## Excerpt

◆ ◆ ◆ ◆

Athletics and zero carb

Don't mind me but I just want to be proven wrong. If someone can do it, please do. What they used to eat is important for genetics.

That paper seems to be of a more modern hunter/gatherer diet spanning in the range of 10,000 years ago. The zerocarb diet is about long, long before that, ie the past 4ish million years of human evolution where humans did not have to forage plant matter for food, and there was abundant meat from hunts.

What changed between 4 million years ago and 10k years ago? Why would you adapt towards something that old when 10k is much genetically more similar to you?

I believe the idea is that ancient humans lived predominantly on meat and ate plant matter only in times of starvation.

We need solid evidence. I mean we can theorize all day.

caused us to need to be a bit more opportunistic and start eating more and more plant matter, which eventually gave way to agriculture and all that terrible business.

◆ ◆ ◆ ◆

## Exercise data
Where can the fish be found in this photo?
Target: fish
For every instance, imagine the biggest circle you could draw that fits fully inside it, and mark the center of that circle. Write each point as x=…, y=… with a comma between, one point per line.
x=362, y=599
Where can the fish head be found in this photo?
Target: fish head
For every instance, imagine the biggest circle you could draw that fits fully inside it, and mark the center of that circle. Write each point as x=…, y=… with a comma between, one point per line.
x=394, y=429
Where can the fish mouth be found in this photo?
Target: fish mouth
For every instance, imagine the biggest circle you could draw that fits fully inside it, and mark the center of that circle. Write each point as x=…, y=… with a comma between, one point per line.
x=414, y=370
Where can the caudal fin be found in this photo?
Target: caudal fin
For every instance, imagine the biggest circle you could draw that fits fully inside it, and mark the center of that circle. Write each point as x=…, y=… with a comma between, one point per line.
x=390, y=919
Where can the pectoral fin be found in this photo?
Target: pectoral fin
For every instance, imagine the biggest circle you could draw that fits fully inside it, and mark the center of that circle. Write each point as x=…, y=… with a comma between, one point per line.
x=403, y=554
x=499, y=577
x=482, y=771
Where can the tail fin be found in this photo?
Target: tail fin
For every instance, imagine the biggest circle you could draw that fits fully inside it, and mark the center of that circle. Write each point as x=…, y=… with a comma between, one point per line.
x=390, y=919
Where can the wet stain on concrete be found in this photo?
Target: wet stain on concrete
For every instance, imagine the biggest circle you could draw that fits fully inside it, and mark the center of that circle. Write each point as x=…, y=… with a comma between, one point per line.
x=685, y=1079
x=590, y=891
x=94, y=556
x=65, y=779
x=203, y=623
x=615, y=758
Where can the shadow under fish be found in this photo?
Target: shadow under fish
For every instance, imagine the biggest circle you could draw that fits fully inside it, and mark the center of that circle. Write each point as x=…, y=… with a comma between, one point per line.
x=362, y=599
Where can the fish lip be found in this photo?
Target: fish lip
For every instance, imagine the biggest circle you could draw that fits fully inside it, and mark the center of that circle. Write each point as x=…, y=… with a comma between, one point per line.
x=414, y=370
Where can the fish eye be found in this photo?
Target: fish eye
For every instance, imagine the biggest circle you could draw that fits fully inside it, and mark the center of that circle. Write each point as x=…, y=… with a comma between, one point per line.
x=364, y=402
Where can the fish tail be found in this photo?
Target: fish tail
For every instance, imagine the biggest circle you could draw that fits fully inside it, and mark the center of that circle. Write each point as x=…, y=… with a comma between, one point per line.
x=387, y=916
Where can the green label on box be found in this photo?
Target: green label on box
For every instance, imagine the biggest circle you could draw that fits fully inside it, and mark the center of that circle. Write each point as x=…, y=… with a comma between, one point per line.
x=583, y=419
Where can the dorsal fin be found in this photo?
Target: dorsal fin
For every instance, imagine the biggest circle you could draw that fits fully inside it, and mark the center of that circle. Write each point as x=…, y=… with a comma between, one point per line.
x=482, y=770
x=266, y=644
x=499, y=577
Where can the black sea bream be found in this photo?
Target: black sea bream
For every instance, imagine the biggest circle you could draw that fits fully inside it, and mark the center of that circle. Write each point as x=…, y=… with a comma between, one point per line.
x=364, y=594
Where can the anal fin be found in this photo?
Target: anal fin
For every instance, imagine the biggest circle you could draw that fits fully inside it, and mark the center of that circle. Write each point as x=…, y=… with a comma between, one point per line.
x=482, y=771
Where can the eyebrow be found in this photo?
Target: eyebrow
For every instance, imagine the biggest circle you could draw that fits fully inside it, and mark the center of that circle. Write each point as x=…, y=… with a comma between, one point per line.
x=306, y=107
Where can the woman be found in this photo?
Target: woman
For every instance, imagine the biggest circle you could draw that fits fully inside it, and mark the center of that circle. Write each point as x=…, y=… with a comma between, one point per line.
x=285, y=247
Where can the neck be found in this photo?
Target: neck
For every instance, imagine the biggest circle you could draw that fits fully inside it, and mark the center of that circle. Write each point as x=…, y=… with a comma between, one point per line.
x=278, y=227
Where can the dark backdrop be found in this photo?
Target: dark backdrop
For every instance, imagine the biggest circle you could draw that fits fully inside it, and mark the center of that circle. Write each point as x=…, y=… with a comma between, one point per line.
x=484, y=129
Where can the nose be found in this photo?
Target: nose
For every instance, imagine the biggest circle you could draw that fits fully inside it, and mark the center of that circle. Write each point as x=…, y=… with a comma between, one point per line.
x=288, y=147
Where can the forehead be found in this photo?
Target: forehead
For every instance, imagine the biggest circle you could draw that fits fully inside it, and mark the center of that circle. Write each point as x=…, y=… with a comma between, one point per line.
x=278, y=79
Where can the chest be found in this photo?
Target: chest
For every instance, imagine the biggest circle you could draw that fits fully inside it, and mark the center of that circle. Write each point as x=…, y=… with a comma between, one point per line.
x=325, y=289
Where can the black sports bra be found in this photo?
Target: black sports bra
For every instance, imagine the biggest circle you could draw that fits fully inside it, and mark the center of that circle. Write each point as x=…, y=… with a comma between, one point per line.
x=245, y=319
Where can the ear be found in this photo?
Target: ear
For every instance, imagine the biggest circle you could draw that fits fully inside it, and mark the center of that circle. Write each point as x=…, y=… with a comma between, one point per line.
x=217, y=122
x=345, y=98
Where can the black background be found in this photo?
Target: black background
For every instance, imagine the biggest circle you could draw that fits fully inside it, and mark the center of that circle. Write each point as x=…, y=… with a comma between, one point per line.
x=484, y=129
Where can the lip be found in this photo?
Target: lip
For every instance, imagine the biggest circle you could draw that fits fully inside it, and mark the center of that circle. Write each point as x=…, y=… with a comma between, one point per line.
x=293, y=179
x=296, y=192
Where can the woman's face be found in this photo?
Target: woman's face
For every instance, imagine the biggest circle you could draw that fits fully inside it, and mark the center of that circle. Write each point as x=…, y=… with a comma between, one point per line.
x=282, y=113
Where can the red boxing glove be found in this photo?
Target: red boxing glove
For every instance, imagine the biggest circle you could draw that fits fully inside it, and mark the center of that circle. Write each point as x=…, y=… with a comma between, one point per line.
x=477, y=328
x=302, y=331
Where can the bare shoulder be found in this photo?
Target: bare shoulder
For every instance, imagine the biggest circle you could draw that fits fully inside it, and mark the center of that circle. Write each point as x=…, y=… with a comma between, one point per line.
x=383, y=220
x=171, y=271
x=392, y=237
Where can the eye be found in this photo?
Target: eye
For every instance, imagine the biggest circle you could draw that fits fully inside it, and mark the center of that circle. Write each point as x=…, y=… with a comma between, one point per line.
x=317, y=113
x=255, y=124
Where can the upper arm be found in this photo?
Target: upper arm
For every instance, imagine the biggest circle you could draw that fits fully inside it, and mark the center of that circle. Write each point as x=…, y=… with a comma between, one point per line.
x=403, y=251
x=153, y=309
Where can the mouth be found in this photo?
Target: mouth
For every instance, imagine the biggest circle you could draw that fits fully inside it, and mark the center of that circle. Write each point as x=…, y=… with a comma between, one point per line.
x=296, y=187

◆ ◆ ◆ ◆

## Work order
Summarize the thread on athletics and zero carb in two sentences. The data were taken from a separate source.

## Task output
The zero-carb diet is presented as reflecting the past four million or so years of human evolution, when meat from hunts was abundant and humans did not have to forage plant matter, rather than the hunter-gatherer diet of roughly 10,000 years ago. This view is challenged with the question of why people would be adapted to something that old when the diet of 10,000 years ago is genetically closer, and with a call for solid evidence instead of theory.